The state supreme court’s June 30 opinion overturned a 2004 decision that created a three-part test for determining when the state’s right-to-farm law was unconstitutional as applied to plaintiffs filing nuisance lawsuits.

The Associated Press, the Iowa Capital Dispatch and the National Hog Farmer have coverage.

The Iowa Supreme Court said constitutional challenges to the law should be evaluated using a rational basis test, a standard that is difficult for plaintiffs to satisfy.

The right-to-farm law provides that animal feeding operations have immunity in nuisance suits, except in two circumstances. One is that the operation fails to comply with federal or state statutes. The second is that the operation unreasonably interferes with the use and enjoyment of life and property for substantial time periods and the operation fails to use generally accepted management practices.

The state supreme court ruled 4-3 against plaintiff Gordon Berg Garrison, a sheep farmer who claimed that a neighboring confined animal feeding operation (known as a CAFO) created a nuisance, trespassed because of manure drainage and violated drainage laws. He estimated that he could smell the hog farm’s “odor more than 100 days of the year, sometimes all day.”

Garrison had claimed that the right-to-farm law was unconstitutional as applied to him under the inalienable rights clause of the Iowa Constitution.

Under the three-part test created by the state supreme court in 2004, plaintiffs could show that nuisance immunity for noneconomic damages was unconstitutional as applied to their case if they received no particular benefit from nuisance immunity for their own operations, they sustained significant hardship, and they resided on their property long before the hog operation began.

→ **THE DATA**
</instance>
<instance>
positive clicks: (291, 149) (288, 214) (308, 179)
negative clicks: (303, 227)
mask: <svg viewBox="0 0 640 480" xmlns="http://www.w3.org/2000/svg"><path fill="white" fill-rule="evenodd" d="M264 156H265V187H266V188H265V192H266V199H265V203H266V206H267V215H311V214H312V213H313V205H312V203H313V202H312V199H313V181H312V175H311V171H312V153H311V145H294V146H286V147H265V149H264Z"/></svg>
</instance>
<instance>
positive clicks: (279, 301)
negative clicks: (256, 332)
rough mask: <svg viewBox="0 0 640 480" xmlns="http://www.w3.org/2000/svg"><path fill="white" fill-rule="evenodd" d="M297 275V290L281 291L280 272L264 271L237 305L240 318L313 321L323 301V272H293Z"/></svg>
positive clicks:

→ **EXERCISE REQUIREMENTS**
[A] Rewrite the rows of Block 1 as a numbered list, leaving out the blank lines.
[B] Continue the article on the Iowa Supreme Court's right-to-farm ruling, picking up after its last sentence.

→ **RESULTS FOR EACH TASK**
[A]
1. </instance>
2. <instance>
3. positive clicks: (291, 149) (288, 214) (308, 179)
4. negative clicks: (303, 227)
5. mask: <svg viewBox="0 0 640 480" xmlns="http://www.w3.org/2000/svg"><path fill="white" fill-rule="evenodd" d="M264 156H265V187H266V188H265V192H266V199H265V203H266V206H267V215H311V214H312V213H313V205H312V203H313V202H312V199H313V181H312V175H311V171H312V153H311V145H294V146H286V147H265V149H264Z"/></svg>
6. </instance>
7. <instance>
8. positive clicks: (279, 301)
9. negative clicks: (256, 332)
10. rough mask: <svg viewBox="0 0 640 480" xmlns="http://www.w3.org/2000/svg"><path fill="white" fill-rule="evenodd" d="M297 275V290L281 291L280 272L264 271L237 305L240 318L313 321L323 301V272H293Z"/></svg>
11. positive clicks:

[B]
The Iowa Supreme Court said the three-part test made Iowa an outlier. All 50 states have right-to-farm laws that give farmers some form of statutory immunity, but Iowa is the only state that has held that the immunity can be unconstitutional, the state supreme court said.

The state supreme court said it was overruling its three-part test “because it was wrongly decided, is difficult to administer, and has been superseded by subsequent decisions using the rational basis test. Applying rational basis review, we reject Garrison’s inalienable rights challenge” to the right-to-farm law, the Iowa Supreme Court said.

The Iowa Supreme Court also said Garrison had not shown causation for his trespass and drainage claims and had not shown that he could sue under an exception in the right-to-farm law.

The state supreme court said it was not deciding whether the right-to-farm law could be unconstitutional under the takings clause because Garrison failed to preserve the argument.